→ **Work to be completed**
Pictures in the listing should not be copied. Reproduce, word for word, each line from the one holding "OUTPUT = bare" through the final line.

=======

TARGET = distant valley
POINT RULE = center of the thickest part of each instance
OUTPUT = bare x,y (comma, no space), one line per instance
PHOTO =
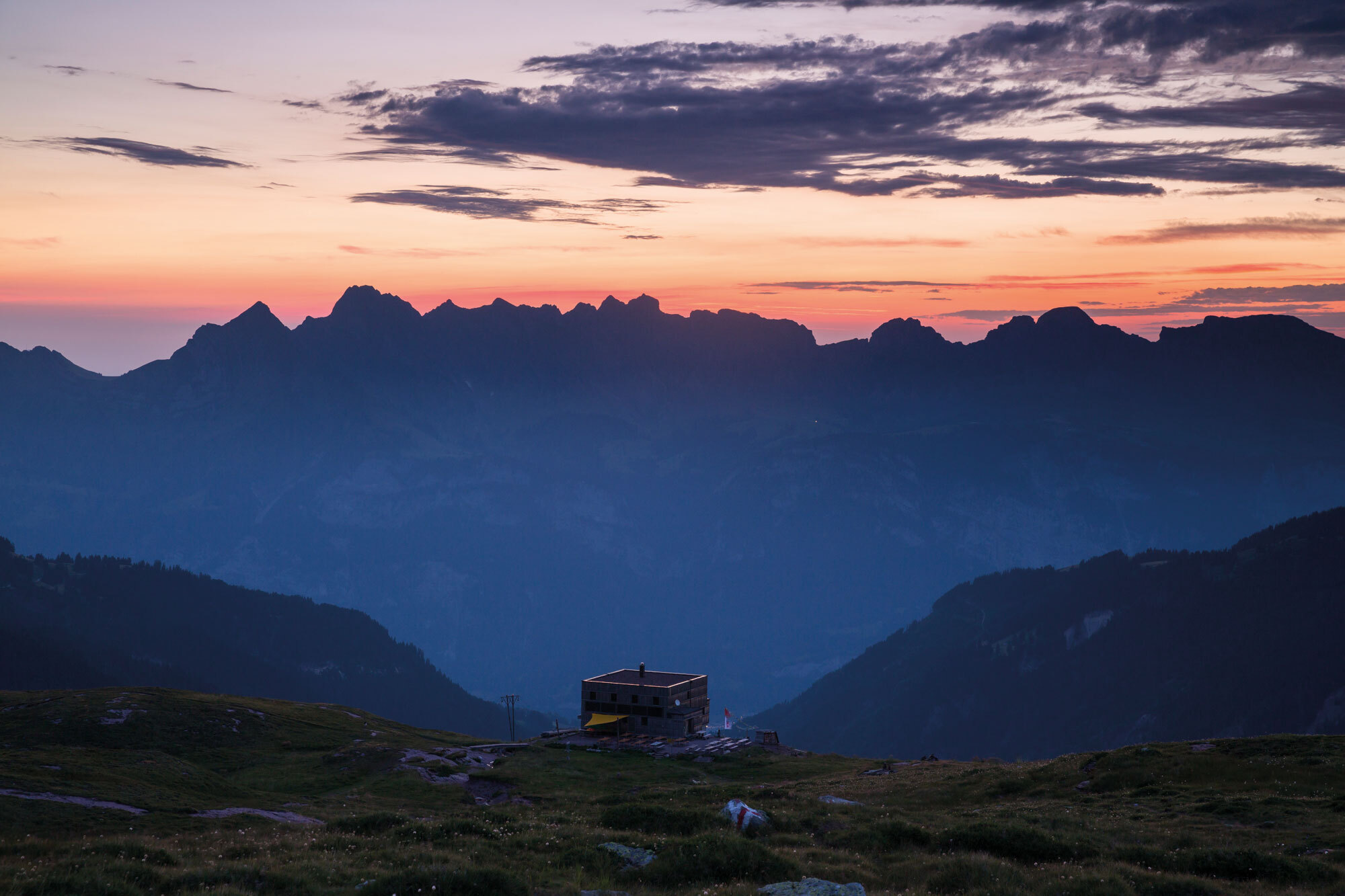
1112,651
535,497
91,622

=======

→ **Completed task**
OUTPUT = bare x,y (comma, no space), one line per instance
PHOTO =
1112,651
535,497
91,622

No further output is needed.